• [Activity] The answer must be every line of the records below that contains the word "woman".

(Point-per-instance localization data)

★ ★ ★ ★ ★ ★ ★

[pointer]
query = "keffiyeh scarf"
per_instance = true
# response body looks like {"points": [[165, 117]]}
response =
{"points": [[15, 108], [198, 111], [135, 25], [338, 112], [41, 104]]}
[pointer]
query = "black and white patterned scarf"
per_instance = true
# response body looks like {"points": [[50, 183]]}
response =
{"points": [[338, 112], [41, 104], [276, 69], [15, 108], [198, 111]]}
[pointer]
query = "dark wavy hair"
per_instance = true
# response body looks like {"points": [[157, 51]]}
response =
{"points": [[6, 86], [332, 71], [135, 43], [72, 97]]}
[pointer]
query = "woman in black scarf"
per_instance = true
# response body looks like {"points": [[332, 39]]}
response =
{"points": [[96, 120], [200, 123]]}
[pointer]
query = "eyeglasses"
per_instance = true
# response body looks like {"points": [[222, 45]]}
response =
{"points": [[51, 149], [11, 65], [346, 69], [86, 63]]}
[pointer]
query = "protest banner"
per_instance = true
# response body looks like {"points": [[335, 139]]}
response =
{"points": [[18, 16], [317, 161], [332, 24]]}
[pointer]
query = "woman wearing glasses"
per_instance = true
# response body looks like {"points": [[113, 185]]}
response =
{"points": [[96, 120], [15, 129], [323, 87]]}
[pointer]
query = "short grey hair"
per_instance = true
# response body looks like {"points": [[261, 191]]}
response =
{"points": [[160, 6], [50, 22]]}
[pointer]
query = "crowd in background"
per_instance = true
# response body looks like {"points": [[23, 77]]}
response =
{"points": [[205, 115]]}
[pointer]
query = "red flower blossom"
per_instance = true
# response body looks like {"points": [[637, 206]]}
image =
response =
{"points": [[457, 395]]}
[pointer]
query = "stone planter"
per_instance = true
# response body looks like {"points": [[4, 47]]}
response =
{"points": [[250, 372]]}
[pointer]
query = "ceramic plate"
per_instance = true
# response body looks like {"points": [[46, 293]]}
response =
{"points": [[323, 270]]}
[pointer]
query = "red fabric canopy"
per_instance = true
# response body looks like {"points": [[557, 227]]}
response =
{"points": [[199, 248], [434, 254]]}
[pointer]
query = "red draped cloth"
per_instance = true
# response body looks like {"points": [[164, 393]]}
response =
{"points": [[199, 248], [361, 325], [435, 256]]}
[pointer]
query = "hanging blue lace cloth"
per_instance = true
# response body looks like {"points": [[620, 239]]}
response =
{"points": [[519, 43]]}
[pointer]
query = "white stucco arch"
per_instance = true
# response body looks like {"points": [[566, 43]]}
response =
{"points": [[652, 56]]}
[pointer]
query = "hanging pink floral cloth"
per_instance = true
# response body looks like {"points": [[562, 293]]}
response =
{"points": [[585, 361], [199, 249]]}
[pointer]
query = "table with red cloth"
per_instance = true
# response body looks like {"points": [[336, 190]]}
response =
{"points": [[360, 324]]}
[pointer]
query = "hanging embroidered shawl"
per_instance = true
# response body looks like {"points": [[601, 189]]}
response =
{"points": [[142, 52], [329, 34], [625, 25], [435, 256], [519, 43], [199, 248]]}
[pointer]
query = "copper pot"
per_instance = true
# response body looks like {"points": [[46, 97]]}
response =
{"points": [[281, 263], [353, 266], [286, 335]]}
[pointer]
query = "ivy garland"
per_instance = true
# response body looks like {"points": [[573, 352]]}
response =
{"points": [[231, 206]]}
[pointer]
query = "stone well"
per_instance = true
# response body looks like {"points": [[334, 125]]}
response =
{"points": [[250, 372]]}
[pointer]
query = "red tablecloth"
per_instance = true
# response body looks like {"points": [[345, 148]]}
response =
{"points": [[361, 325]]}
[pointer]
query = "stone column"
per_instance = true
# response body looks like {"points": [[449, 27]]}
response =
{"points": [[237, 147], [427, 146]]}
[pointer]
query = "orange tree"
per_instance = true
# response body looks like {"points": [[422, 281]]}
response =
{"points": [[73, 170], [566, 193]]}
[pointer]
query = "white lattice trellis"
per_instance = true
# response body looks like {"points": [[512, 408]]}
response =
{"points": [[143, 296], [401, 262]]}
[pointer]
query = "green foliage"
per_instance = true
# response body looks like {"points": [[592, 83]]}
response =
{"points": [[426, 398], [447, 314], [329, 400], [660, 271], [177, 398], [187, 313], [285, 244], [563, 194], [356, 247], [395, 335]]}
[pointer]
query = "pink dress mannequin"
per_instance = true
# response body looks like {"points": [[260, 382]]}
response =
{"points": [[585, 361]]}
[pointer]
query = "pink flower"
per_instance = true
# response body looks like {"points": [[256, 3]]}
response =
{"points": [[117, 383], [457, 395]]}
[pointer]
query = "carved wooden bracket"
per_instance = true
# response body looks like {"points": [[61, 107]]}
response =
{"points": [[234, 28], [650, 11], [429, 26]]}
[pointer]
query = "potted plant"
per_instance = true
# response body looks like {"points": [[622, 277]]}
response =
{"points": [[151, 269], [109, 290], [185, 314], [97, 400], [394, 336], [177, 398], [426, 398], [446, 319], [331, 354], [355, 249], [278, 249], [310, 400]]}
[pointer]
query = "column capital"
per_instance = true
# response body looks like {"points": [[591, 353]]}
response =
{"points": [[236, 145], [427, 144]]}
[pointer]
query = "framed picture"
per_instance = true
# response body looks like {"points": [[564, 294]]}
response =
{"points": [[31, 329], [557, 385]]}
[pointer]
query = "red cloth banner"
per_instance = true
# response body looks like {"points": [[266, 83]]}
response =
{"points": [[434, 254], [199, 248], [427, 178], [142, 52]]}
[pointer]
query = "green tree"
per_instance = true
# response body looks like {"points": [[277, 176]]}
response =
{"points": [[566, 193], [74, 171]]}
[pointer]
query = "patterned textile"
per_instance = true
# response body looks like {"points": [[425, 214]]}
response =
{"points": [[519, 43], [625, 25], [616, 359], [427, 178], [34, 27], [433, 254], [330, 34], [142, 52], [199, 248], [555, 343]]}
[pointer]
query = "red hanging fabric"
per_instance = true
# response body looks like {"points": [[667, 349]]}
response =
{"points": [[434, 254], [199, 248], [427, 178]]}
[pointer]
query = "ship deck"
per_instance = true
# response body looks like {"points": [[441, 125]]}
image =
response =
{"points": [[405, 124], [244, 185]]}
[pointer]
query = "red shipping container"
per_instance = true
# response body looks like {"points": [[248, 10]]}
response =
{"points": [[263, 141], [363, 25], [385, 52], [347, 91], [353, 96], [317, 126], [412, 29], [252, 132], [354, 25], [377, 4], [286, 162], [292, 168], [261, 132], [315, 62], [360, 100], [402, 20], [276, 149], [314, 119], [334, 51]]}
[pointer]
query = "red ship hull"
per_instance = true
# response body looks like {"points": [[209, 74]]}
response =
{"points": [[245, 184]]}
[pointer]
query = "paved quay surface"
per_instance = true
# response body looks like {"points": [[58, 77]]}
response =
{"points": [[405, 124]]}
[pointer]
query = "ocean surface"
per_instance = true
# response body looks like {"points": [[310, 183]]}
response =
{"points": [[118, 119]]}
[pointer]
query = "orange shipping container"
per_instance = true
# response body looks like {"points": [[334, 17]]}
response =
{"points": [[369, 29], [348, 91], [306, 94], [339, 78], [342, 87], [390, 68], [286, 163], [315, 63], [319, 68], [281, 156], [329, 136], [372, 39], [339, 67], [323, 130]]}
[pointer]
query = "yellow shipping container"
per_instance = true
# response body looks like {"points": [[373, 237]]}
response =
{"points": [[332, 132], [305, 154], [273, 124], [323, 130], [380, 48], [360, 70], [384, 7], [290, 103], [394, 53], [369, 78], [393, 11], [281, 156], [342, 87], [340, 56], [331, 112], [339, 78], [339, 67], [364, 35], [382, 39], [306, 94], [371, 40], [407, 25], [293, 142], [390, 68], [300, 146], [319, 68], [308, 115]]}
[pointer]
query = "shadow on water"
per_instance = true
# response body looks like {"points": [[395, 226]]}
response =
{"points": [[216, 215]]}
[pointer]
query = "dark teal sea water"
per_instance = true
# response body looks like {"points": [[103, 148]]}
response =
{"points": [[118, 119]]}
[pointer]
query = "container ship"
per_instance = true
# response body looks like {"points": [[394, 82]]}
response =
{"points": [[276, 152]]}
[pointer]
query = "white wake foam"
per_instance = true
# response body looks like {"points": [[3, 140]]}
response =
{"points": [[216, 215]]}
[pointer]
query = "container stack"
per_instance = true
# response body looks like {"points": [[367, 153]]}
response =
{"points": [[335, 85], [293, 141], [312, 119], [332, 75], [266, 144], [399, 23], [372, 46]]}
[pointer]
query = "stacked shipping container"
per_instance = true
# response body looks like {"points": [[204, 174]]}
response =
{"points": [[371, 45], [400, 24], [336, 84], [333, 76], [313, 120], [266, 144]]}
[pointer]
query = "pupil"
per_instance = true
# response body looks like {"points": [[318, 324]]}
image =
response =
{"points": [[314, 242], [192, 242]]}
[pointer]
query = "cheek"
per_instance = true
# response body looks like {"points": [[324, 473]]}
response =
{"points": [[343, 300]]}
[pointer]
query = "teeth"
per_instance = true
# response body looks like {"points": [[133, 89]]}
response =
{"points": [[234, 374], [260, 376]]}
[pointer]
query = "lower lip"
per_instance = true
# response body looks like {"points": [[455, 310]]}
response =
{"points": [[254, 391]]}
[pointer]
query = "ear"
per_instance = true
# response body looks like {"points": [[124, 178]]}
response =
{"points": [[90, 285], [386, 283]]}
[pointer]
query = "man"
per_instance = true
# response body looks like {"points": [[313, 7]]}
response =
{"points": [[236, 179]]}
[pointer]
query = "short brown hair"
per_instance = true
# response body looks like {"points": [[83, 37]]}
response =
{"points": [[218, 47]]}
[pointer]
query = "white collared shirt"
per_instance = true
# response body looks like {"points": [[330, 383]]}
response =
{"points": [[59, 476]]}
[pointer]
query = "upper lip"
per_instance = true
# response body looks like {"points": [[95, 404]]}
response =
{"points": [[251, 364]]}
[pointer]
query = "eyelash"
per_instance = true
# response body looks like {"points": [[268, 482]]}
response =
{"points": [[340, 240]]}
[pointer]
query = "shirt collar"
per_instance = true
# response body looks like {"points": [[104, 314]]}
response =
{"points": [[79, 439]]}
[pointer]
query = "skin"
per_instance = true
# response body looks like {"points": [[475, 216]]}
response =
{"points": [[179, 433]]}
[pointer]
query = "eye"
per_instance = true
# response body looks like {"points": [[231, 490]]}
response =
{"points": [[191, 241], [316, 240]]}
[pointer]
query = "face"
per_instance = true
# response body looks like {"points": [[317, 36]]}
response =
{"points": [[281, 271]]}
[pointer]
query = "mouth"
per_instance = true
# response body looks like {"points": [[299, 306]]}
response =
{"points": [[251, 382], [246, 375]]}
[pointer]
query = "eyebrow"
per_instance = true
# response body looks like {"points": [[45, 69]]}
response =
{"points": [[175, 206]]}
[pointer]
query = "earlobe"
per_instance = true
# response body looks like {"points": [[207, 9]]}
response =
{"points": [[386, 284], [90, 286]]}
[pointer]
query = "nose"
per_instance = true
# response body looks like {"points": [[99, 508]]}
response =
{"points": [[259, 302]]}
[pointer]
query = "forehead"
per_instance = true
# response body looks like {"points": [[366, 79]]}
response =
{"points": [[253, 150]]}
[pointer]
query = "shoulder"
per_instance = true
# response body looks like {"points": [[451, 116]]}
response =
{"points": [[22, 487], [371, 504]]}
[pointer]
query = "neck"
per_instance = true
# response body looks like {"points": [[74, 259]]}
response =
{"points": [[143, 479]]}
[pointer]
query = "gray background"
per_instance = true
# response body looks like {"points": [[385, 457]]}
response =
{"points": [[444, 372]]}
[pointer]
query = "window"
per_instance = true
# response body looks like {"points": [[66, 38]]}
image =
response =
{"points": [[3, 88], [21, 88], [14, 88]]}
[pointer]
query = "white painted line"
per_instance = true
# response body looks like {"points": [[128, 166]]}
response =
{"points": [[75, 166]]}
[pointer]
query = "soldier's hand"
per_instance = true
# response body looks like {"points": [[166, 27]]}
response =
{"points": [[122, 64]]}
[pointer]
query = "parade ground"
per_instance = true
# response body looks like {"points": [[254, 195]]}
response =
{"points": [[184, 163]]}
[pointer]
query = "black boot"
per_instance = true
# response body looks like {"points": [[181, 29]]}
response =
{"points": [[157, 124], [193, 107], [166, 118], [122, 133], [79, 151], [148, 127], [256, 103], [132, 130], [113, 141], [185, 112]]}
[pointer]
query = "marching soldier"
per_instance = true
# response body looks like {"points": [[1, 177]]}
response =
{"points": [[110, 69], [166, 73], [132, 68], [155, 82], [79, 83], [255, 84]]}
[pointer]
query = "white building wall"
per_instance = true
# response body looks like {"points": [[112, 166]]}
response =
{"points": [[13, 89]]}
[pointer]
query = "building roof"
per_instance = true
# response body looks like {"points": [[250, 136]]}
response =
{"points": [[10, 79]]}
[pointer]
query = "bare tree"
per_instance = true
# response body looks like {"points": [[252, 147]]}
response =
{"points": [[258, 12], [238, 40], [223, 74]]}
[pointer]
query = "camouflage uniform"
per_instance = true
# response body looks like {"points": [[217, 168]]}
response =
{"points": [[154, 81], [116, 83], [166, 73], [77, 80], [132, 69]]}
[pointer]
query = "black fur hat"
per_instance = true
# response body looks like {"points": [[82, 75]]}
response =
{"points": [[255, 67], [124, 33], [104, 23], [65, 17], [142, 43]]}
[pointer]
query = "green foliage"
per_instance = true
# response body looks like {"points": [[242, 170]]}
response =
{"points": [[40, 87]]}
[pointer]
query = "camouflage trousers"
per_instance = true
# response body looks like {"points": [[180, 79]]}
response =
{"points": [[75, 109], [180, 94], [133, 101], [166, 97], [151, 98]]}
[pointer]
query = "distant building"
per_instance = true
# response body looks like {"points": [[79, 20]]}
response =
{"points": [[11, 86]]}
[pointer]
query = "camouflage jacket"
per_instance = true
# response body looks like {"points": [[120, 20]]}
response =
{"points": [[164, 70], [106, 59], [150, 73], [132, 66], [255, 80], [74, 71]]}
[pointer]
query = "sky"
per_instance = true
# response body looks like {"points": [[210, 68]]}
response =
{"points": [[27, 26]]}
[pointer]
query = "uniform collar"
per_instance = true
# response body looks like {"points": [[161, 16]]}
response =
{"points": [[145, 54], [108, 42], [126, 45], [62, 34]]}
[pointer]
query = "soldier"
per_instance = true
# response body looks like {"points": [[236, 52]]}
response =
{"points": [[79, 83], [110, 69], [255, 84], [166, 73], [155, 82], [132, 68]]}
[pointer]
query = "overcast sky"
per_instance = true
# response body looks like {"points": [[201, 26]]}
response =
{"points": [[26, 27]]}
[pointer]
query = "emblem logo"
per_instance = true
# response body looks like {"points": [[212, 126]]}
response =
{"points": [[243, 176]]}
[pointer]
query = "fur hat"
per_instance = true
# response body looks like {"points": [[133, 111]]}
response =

★ ★ ★ ★ ★ ★ ★

• [Task result]
query = "woman in black scarf"
query = "woman wearing glasses"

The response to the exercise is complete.